### Quoted passage
● ● ●

RawKernel — Full CUDA C/C++

For complete control over grid, blocks, shared memory — write raw CUDA.

python
kernel_code = r'''
extern "C" __global__
void vector_add(const float* a, const float* b, float* c, int n) {
    int tid = blockDim.x * blockIdx.x + threadIdx.x;
    if (tid < n) {
        c[tid] = a[tid] + b[tid];
    }
}
'''
vector_add = cp.RawKernel(kernel_code, 'vector_add')

n = 1_000_000
a = cp.random.rand(n, dtype=cp.float32)
b = cp.random.rand(n, dtype=cp.float32)
c = cp.zeros(n, dtype=cp.float32)

threads = 256
blocks = (n + threads - 1) // threads
vector_add((blocks,), (threads,), (a, b, c, n))  # (grid, block, args)

Important RawKernel caveats:

  • Ignores array views/strides — matrix.T is treated as matrix. Handle strides yourself.
  • Use extern "C" to prevent C++ name mangling.
  • For complex numbers, include <cupy/complex.cuh>.
  • Compiled binaries cached in ~/.cupy/kernel_cache.

CuPy dtype to CUDA type mapping:

CuPy dtypeCUDA type
float16half
float32float
float64double
int32int
int64long long
complex64complex<float>
complex128complex<double>

RawModule — Large CUDA Codebases

For multi-kernel CUDA files or precompiled binaries:

python
module = cp.RawModule(code=cuda_source)       # From source string
module = cp.RawModule(path='kernels.cu')      # From file
module = cp.RawModule(path='kernels.cubin')   # From precompiled

kernel = module.get_function('my_kernel')
kernel((blocks,), (threads,), (args...))

JIT Kernel (cupyx.jit.rawkernel) — CUDA Kernels in Python Syntax

Write CUDA-style kernels using Python syntax instead of C++.

python
@cupyx.jit.rawkernel()
def my_kernel(x, y, size):
    tid = cupyx.jit.grid(1)
    if tid < size:
        y[tid] = x[tid] * 2.0

my_kernel[blocks, threads](x, y, n)

Available JIT primitives:

  • cupyx.jit.threadIdx, blockIdx, blockDim, gridDim
  • cupyx.jit.grid(ndim), gridsize(ndim)
  • cupyx.jit.syncthreads(), syncwarp()
  • cupyx.jit.shared_memory(dtype, size)
  • cupyx.jit.atomic_add/min/max/and/or/xor(array, index, value)
  • Warp shuffles: shfl_sync, shfl_up_sync, shfl_down_sync, shfl_xor_sync

Limitation: Does not work in Python REPL (needs source code access). Use from .py files.

● ● ●

### Rows
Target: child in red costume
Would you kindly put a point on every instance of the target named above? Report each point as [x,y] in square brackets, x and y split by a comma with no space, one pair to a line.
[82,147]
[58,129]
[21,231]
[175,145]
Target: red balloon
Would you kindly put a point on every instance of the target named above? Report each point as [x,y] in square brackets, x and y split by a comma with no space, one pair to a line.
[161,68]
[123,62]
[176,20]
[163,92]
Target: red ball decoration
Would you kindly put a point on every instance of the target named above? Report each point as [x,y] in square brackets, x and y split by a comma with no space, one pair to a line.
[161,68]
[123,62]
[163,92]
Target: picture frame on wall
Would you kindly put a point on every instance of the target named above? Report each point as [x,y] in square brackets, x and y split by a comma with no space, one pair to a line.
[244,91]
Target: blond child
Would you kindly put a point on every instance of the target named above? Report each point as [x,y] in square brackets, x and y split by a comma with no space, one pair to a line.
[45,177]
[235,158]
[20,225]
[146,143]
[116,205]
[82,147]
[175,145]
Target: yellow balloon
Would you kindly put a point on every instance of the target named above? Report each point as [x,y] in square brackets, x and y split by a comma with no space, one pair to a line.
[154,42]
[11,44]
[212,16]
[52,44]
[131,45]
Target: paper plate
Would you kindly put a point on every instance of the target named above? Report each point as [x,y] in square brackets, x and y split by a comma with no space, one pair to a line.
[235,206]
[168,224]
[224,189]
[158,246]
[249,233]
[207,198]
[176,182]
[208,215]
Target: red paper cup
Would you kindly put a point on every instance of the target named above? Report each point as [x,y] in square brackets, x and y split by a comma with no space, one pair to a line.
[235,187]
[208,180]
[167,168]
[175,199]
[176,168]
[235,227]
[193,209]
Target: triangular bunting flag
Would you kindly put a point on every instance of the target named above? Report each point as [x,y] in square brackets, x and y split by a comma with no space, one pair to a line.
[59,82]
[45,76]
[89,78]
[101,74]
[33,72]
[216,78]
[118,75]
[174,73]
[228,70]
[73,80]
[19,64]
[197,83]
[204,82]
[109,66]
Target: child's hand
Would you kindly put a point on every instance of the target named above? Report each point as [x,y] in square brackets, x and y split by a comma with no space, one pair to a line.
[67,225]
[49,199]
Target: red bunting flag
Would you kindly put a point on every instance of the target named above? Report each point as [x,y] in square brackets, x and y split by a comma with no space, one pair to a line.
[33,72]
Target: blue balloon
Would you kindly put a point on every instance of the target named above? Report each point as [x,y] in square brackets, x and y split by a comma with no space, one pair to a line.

● ● ●

### Work to complete
1) In the CuPy kernel notes, why should the JIT kernels be run from .py files instead of the Python REPL? Answer in one to three sentences.
2) Decide whether each statement agrees with the CuPy kernel notes. Answer yes or no for each, and quote the deciding words.
(a) RawKernel takes array views and strides into account.
(b) RawKernel stores its compiled binaries in ~/.cupy/kernel_cache.
(c) RawModule can load precompiled binaries.
3) In the CuPy kernel notes, rewrite the list that starts with "Important RawKernel caveats" more briefly, keeping its main facts.

### Completed exercise
1) The JIT kernel needs access to its source code, and it can't get that in the Python REPL. For that reason it does not work there and should be used from .py files.

2)
(a) No: "Ignores array views/strides — matrix.T is treated as matrix. Handle strides yourself."
(b) Yes: "Compiled binaries cached in ~/.cupy/kernel_cache."
(c) Yes: "For multi-kernel CUDA files or precompiled binaries"

3)
RawKernel caveats:
- Ignores views and strides (matrix.T is read as matrix), so handle strides yourself.
- Add extern "C" to avoid C++ name mangling.
- Include <cupy/complex.cuh> for complex numbers.
- Compiled binaries are cached in ~/.cupy/kernel_cache.